··· Record set
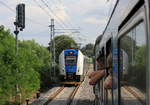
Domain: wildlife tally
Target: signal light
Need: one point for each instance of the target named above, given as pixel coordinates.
(20, 19)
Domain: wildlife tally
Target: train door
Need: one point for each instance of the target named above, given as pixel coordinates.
(133, 62)
(108, 92)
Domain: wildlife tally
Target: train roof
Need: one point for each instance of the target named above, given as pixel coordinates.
(120, 13)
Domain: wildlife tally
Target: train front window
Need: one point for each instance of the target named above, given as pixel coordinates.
(133, 66)
(71, 60)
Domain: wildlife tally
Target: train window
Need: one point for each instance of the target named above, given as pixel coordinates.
(71, 60)
(133, 66)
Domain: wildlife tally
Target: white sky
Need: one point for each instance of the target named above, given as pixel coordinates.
(89, 15)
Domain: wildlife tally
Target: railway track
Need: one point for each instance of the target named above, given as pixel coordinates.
(54, 95)
(69, 97)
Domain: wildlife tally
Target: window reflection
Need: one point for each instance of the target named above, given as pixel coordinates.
(133, 66)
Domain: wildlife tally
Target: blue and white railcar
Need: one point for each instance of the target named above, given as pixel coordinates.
(72, 65)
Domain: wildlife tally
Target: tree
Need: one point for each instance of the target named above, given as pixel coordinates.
(88, 50)
(63, 42)
(26, 72)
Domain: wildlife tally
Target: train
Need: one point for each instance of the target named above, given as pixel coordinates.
(127, 37)
(73, 65)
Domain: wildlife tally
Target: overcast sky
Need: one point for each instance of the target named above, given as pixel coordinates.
(90, 16)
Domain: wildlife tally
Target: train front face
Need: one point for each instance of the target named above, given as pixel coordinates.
(71, 56)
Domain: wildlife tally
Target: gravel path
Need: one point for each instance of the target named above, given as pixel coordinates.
(61, 99)
(44, 97)
(85, 95)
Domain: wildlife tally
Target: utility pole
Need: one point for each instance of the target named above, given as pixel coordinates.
(52, 47)
(19, 26)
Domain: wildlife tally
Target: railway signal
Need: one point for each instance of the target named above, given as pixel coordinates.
(19, 26)
(20, 18)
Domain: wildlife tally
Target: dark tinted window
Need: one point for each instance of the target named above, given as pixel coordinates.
(133, 66)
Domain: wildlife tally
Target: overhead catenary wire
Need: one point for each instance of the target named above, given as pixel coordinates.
(57, 18)
(69, 21)
(47, 13)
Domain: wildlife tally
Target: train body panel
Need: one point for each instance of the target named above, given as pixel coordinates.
(127, 37)
(72, 65)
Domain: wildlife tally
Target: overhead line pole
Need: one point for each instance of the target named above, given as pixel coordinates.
(52, 47)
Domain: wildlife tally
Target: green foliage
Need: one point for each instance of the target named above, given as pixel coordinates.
(64, 42)
(26, 71)
(88, 50)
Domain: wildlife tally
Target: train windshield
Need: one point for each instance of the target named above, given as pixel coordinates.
(71, 60)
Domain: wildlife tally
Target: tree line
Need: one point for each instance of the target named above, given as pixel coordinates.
(29, 71)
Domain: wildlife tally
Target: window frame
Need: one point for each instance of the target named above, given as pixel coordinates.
(135, 20)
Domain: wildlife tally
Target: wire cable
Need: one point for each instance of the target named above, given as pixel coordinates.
(53, 12)
(46, 12)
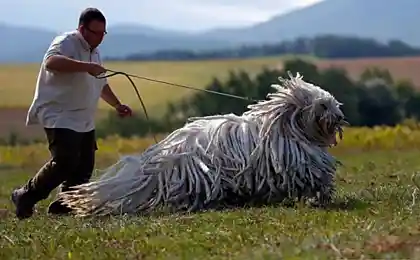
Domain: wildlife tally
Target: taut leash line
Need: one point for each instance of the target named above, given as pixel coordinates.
(129, 76)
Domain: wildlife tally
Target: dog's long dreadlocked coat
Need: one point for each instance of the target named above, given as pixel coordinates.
(275, 150)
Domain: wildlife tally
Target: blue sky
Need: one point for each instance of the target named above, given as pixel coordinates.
(185, 15)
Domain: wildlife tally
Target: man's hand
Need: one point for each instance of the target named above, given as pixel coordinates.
(95, 69)
(123, 110)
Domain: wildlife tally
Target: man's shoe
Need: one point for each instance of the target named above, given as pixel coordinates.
(57, 208)
(24, 208)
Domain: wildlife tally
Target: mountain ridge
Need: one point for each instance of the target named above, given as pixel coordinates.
(369, 19)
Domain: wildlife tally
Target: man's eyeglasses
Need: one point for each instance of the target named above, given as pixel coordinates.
(97, 33)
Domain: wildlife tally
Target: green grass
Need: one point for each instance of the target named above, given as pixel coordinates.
(18, 81)
(373, 218)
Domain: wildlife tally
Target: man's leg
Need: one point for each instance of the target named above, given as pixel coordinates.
(82, 173)
(64, 148)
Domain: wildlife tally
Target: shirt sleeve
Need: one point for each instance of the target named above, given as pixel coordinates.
(61, 45)
(103, 81)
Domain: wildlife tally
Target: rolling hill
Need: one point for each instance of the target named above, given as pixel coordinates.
(373, 19)
(382, 20)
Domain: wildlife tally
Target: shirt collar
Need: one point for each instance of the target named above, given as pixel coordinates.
(84, 43)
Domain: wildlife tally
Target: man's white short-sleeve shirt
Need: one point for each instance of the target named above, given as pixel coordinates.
(67, 100)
······
Take the listing and print it again exactly, but without any pictures.

**Answer in full:**
Domain: wildlife tally
Target: signal light
Need: one point for each instance of the target named above, given as pixel coordinates.
(20, 19)
Domain: wildlife tally
Target: train door
Need: one point for each instance of the target named above, given as pixel coordinates.
(133, 62)
(108, 92)
Domain: wildlife tally
Target: train roof
Need: one point for each instance of the target named above, given as pixel coordinates.
(120, 13)
Domain: wildlife tally
Target: train front window
Need: one point for each instance of the target named above, given as pixel coordinates.
(133, 66)
(71, 60)
Domain: wildlife tally
Target: train window
Need: one point for each instance of the target named above, given as pixel coordinates.
(71, 60)
(133, 66)
Domain: wildlife tally
Target: white sky
Need: one point for each instance of the target named above, given as pixel coordinates.
(89, 15)
Domain: wildlife tally
Target: railway track
Need: one point for each instance of the target named above, given as pixel coordinates.
(54, 95)
(69, 97)
Domain: wildlife tally
Target: window reflection
Need: one point for each instance of the target named above, given as pixel coordinates.
(133, 66)
Domain: wildlife tally
Target: blue and white railcar
Need: one point for each instance of the target named above, given as pixel coordinates.
(72, 65)
Domain: wildlife tally
Target: tree
Need: one point for each instance of the target named above, given as pixel coordinates.
(88, 50)
(63, 42)
(26, 72)
Domain: wildlife tally
Target: train
Need: one point for each instance of the target named above, given as pixel coordinates.
(127, 37)
(73, 65)
Domain: wildlife tally
Target: overcast sky
Need: one point for each instance of the target named above, given as pixel coordinates.
(90, 16)
Domain: wildlife tally
Target: train front face
Need: one point for each instance of the target named above, given as pixel coordinates.
(71, 56)
Domain: wildlife tally
Target: gravel path
Need: one point for each instance of the target named above, given as pixel coordinates.
(61, 99)
(44, 97)
(85, 95)
Domain: wildlife tally
Target: utility pole
Need: one point for each instance of the target named above, given as pixel coordinates.
(52, 47)
(19, 26)
Domain: wildlife tally
Target: railway signal
Need: one point for each instance of the target named above, given as pixel coordinates.
(19, 26)
(20, 18)
Domain: wildlife tally
Target: dark tinted window
Need: one point for each instance of the target named above, given as pixel coordinates.
(133, 66)
Domain: wildlife tally
Target: overhead catenary wire
Need: one point for each instance of the target named above, given as pixel coordinates.
(57, 18)
(69, 21)
(47, 13)
Domain: wildlife tally
Target: train body panel
Need: one point for each instance of the target named above, given as pixel coordinates.
(127, 37)
(72, 65)
Domain: wildlife tally
Target: overhead line pole
Need: one point for each instance of the target named above, given as pixel coordinates.
(52, 47)
Domain: wildlife tally
Target: green foliage
Need: one point for each instance of the target named above, given as pixel coordinates.
(64, 42)
(26, 71)
(88, 50)
Domain: wildlife tally
Target: train windshield
Need: one point for each instance of the target named above, given as pixel coordinates.
(71, 60)
Domain: wildlife tally
Target: tree line
Need: one point for each instance of the target named above, given as pixel coordinates.
(29, 71)
Domain: wildlife tally
Target: window frame
Need: one point for each instance of the target named above, given as pixel coordinates.
(135, 20)
Domain: wildlife tally
Target: wire cable
Need: one point for each instance of the target named above, given as pixel coordinates.
(53, 12)
(46, 12)
Domain: wildlife tally
Target: taut leash line
Need: one point for each instance of the target named above, given as pixel coordinates.
(129, 76)
Domain: wildlife tally
Target: dog's long dreadlocked coat
Need: one point for each instance of the target named above, given as pixel coordinates.
(275, 150)
Domain: wildlife tally
Target: blue sky
Need: one point for each instance of the target named above, given as pixel coordinates.
(185, 15)
Domain: wildlife tally
Target: man's hand
Need: one point for each instance of the target named above, given as pixel coordinates.
(95, 69)
(123, 110)
Domain: wildlife tally
Target: man's shoe
Need: one point for each instance of the target named above, given as pixel coordinates.
(57, 208)
(24, 208)
Domain: wildlife tally
Target: mountain ridge
Need: one point for each instance of the target named above, given as pixel coordinates.
(369, 19)
Domain: wildlife tally
Target: man's eyeglasses
Need: one point for each instance of the target named above, given as pixel coordinates.
(97, 33)
Domain: wildlife tally
Target: green grass
Need: one point for each instance of the target named above, given as pixel coordinates.
(18, 81)
(373, 218)
Domain: wildlife tally
Target: man's leg
Need: one point for each instance of the target named above, given as pixel coordinates.
(82, 173)
(64, 148)
Domain: wildlife tally
Target: shirt sleeve
Need: one point for each instance of the target named above, given as pixel coordinates.
(61, 45)
(103, 81)
Domain: wildlife tally
Target: rolling hill
Need: one point for each instance of the target named above, given as pixel coordinates.
(373, 19)
(382, 20)
Domain: wildlife tally
Target: shirt collar
Need: one point for each instance of the target named above, given as pixel coordinates.
(84, 43)
Domain: wildlife tally
Target: man's white short-sleeve shirt
Need: one point for each instance of the target named above, given as pixel coordinates.
(67, 100)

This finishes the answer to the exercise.